### Текст для чтения
==========

Абстрагируясь от самоуверенности Толстого (видимо, он поддавался тщеславию так же легко, как и другим соблазнам), можно заметить, что писатель разъясняет свою позицию, призывая читателей прекратить попытки впихнуть его художественное творчество в узкие рамки устоявшихся представлений о том, что такое роман и каким он должен быть. Жизнь, в конце концов, редко имеет идеальное начало, середину и конец, в ней нет ни героев и злодеев в чистом виде, ни сквозных сюжетных линий. Так почему же все это должно быть в книге? Вместо того чтобы втискивать свой мир в изящные, тщательно выверенные концептуальные рамки, Толстой предлагает читателям сломать эти рамки, чтобы книга отражала громадность самой жизни.

«Война и мир» – это надолго. Но долог и путь, который проходит человек. Роман не причесан, но такова же и жизнь; и если форма романа недостаточно изящна, то потому только, что она повторяет форму жизни. Иными словами, этот корявый, дерзкий, чудовищно наивный роман отражает жизнь со всей ее сумятицей, со всеми ее бурлящими, бьющими через край возможностями.

Дом Толстого в Ясной Поляне, где был задуман и написан роман «Война и мир»

Дело в том, что этот роман даже не должен был быть написан. Устав от литературного мира, прохладно принявшего его «Семейное счастье» (1859), «Поликушку» (1863) и «Казаков» (1863), Толстой укрылся в своем поместье, чтобы открыть школу для крестьянских детей, ничем не отличающуюся от той, которую безуспешно пытался создать более 10 лет назад.

Истинным призванием Толстого, как он уже убедился, была педагогика. Кстати, Бетховен, говорят, полагал, что его настоящим призванием было правоведение, и сожалел, что потратил так много времени на музыку. Но если создателя Пятой симфонии, сочиняющего краткое руководство по правоведению, представить себе трудно, то вообразить автора «Войны и мира», подкрепляющего свои наставления ученикам парой поучительных историй, вполне можно. Он был хорошим учителем – на самом деле настолько хорошим, что в 1862 году власти нагрянули в его школу в Ясной Поляне с инспекцией, опасаясь, что Толстой насаждает в юных крестьянских умах подрывные идеи. Опасения были небезосновательны – Толстой действительно делал нечто революционное для российской педагогики того времени: учил детей самостоятельно мыслить и творить.

Его педагогическая философия была проста: детей следует оставить в покое. Каждый день над входом в школу учащиеся видели табличку, указывающую, что вход и выход свободный{40}. Что бы ни делал этот учитель-оригинал, чтобы вдохновить учеников, его приемы, судя по всему, работали; каждое утро дети в чистеньких кафтанах с радостью шли в школу, а после учебы даже отказывались идти домой. Любовь была взаимной. Эти крестьянские дети, уверял Толстой, дали ему больше знаний о том, как надо писать, чем старые пыльные немецкие классики: «Мне казалось столь странным, что крестьянский, полуграмотный мальчик вдруг проявляет такую сознательную силу художника, какой, на всей своей необъятной высоте развития, не может достичь Гёте», – написал гордый учитель, прочитав рассказ одного из своих любимых учеников, Федьки. И далее: «Мне очень интересно будет знать мнение других ценителей, но я считаю долгом откровенно высказать свое мнение. Ничего подобного этим страницам я не встречал в русской литературе»{41}.

==========

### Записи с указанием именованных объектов
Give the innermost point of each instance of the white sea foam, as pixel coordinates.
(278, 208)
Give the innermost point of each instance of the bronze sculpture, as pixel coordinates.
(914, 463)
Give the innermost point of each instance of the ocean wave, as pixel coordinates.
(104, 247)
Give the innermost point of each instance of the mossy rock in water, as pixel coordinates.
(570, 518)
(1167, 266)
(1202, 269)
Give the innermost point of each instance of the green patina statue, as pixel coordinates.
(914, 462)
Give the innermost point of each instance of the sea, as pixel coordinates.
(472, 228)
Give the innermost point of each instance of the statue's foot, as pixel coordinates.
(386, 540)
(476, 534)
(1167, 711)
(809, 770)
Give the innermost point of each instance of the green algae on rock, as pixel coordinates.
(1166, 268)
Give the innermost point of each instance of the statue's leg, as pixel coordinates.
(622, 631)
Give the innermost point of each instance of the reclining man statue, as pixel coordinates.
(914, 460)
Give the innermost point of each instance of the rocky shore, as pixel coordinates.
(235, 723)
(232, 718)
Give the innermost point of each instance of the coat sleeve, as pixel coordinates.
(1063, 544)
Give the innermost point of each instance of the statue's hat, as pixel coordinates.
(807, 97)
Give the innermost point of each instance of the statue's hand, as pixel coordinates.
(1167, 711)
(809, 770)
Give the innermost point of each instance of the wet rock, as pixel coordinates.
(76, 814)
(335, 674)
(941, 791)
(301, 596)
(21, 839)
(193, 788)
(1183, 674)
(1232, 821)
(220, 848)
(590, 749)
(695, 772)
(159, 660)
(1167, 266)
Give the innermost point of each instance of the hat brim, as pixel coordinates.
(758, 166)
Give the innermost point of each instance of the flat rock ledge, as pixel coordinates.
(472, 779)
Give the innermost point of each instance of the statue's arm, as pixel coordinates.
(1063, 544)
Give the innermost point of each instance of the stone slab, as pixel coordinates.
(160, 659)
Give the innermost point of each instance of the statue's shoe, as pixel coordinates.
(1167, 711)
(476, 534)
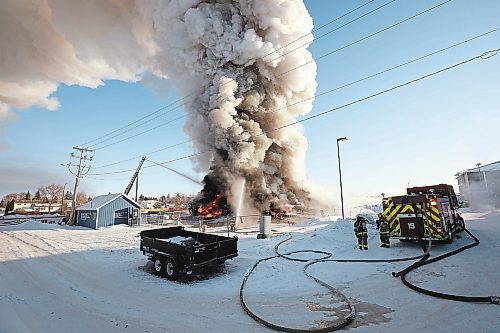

==========

### Письменные задания
(a) Установите, соответствуют ли тексту о Толстом следующие утверждения: (i) в 1862 году власти провели инспекцию школы Толстого в Ясной Поляне; (ii) над входом в школу висела табличка, запрещавшая ученикам уходить до конца занятий; (iii) Бетховен считал своим настоящим призванием педагогику. Для каждого утверждения ответьте «да» или «нет» и приведите дословно решающие слова текста.
(b) Продолжите текст о Толстом и его школе, начав сразу после последнего приведенного в нем предложения.

### Ответы к заданиям
(a)
(i) Да: «в 1862 году власти нагрянули в его школу в Ясной Поляне с инспекцией».
(ii) Нет: «табличку, указывающую, что вход и выход свободный».
(iii) Нет: «Бетховен, говорят, полагал, что его настоящим призванием было правоведение».

(b)
Со временем окрыленный успехами учитель начал подумывать о том, не вернуться ли к беллетристике и не начать ли снова писать самому – в перерывах между учительством, охотой, сельским хозяйством, пчеловодством, азартными играми, случайными связями и, в сентябре 1862 года, женитьбой. Так много всего происходило в его жизни – неудивительно, что трудно было остановиться на какой-либо одной идее следующей книги. Толстой работал над небольшой повестью о добром мерине «Холстомер», комедией «Зараженное семейство», небольшим необычным рассказом «Сон» (который никто не захочет публиковать) и несколькими статьями о своих педагогических опытах в яснополянской школе. Однако все это время ему не давала покоя мысль о написании исторического романа. «А так и тянет теперь к свободной работе de long haleine [на продолжительное время], – признавался он в письме своей будущей своячнице Елизавете Берс в октябре 1862 года, – роман или т. п.»{42}.

Ключевые слова здесь – «роман или т. п.», потому что Толстой не знал, действительно ли хочет писать именно роман. Все, что он знал, – что эта зревшая в его воображении грандиозная свободная вещь должна быть достойна пера самого Федьки. Иными словами, это должна была быть книга, созданная смелым детским умом, не боящимся экспериментировать с новыми формами, ломающая многие правила и говорящая правду обо всем, что в ней описано.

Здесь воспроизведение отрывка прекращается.